TO DO: Write the next part of the book review of *The Glass Ceiling*, picking up after its final sentence.

Book Reviews · The Reading

The Glass Ceiling by Julie LaVoie

the-glass-ceiling Title: The Glass Ceiling
Author: Julie LaVoie
Published: December 18th, 2015 by Midnight Frost Books



Darkness can hide in the brightest of places…

Pickaxes, grime, and watery oatmeal are all sixteen-year-old Heart has ever known. Growing up in the tunnels, the only breaks in her muscle-aching monotony are the numerous nights spent cramped in a metal box. Stupid runaway mouth. But when strange visions and a hidden map hint there’s more to life than she’s been led to believe — boys being one of them — only one thing weighs on her mind. Escape.

Yet freedom is a tease. Heart merely trades her small prison for a larger one — a transparent dome controlled by the Guardian, an aging leader bent on creating a genetically perfect race. Heart’s birthmark on her shoulder? An abomination that carries a lifetime sentence of slavery for females.

Refusing to let a glass ceiling deter her, Heart searches for a way out of the dome. But unraveling the Guardian’s secrets is a risky endeavor. Human skulls atop crude sticks serve as a warning: treason is punishable by death. When her new friends are captured, and escape is just an arm’s reach away, Heart must decide. Take the freedom she so desperately wants or save her friends’ lives?


I received a copy of this book in exchange for an honest review.

PROVIDED DATA:
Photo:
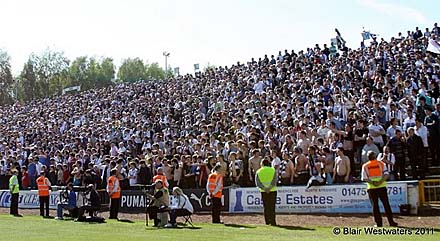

RESPONSE:
The Glass Ceiling is an enjoyable read, well written with an interesting premise and themes and issues that are relatable to many people.

In the post-apocalyptic world in The Glass Ceiling, the people of Harmonia live under a transparent dome that protects them from the dangers of the outside world. Heart is a miner in the underground tunnels who believes that there is a better way to live and she never gave up hope. But escaping from the mines only lead her to a bigger prison with worse enemies, and she has to fight even harder for her freedom.

Heart is a decent character, brave and loyal, and she constantly fights for the things she believes in. But I don’t find her very relatable. While I admire her qualities, and even though find her annoying at times, I couldn’t connect to her. I felt detached and I didn’t really care very much. Despite going through a lot, I think that Heart adjusted too quickly, like she got over all the bad things that happened in just a few pages. I feel the same way about the other characters. I wish there was more backstory or something that could help me know them better.

The story itself is quite interesting and kept me reading until the end. Other than friendship and first love, and a dystopian society with an evil ruler, the Glass Ceiling tackles issues like discrimination against women. The women in The Glass Ceiling is split into three groups, the breeders, the scarlets and the slaves. I think you can guess what each group does. The men are the providers, they farm and guard and pretty much do everything, so women are taught to respect them etc. etc. It’s very disturbing, actually. I like how Heart knows that this is not the right way to live, and how she stands up for what she believes in.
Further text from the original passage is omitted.